OBJECTIVE: Scale the material below from the line containing "Task: indicate one point on every instance of the blue jeans" through the end, reproducing every line in that span with its wording unchanged but with each pixel coordinate multiplied by 2.05 and rounded to a whole number, halves rounded up. Return only those lines.

* Start GIVEN INFORMATION *

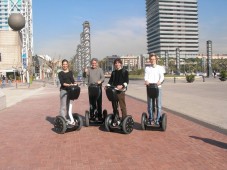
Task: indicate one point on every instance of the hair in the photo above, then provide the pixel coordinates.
(64, 60)
(153, 55)
(94, 59)
(117, 60)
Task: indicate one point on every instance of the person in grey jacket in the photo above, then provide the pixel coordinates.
(95, 75)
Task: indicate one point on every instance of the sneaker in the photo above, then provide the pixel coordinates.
(72, 123)
(156, 122)
(151, 122)
(114, 124)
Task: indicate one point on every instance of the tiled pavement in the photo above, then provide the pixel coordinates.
(29, 142)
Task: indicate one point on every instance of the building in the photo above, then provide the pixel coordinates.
(10, 51)
(25, 8)
(172, 24)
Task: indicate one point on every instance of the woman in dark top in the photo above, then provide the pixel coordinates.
(66, 79)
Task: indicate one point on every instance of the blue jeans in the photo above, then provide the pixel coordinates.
(158, 102)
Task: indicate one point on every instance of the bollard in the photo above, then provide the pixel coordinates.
(203, 78)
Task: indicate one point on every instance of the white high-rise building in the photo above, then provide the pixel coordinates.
(172, 24)
(25, 8)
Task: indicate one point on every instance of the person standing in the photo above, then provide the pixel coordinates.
(154, 74)
(66, 80)
(119, 79)
(95, 75)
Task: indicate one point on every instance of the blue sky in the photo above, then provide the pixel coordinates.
(117, 26)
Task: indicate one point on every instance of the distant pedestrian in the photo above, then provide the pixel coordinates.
(3, 81)
(9, 81)
(214, 74)
(57, 81)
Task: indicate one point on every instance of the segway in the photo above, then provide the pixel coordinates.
(113, 121)
(152, 92)
(61, 124)
(93, 117)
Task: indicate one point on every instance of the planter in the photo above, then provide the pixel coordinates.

* End GIVEN INFORMATION *

TASK SOLUTION:
Task: indicate one point on every instance of the blue jeans in the photo above, then provide the pixel coordinates.
(324, 209)
Task: indicate one point on every instance of the bollard in the photo above, then provide the pixel coordinates.
(416, 160)
Task: indicate one point on every instance of the white high-rise building in the photo above, then provide the pixel coordinates.
(353, 49)
(51, 16)
Task: indicate one point on every instance of the person standing in the photo above, then provide the pixel coordinates.
(316, 152)
(135, 164)
(244, 162)
(195, 154)
Task: indicate one point on every instance of the blue sky in the photo above, then provide the pixel coordinates.
(240, 53)
Task: indicate one point on every instance of the distant pedestrian in the photo above, then provide the pixel coordinates.
(6, 166)
(18, 166)
(439, 152)
(117, 166)
Task: indicate one point on every instance of the segway in the photo above, then provide the pixel coordinates.
(232, 248)
(312, 189)
(125, 254)
(191, 240)
Task: indicate one point on every instance of the planter in the photo above, then provide the pixel coordinates.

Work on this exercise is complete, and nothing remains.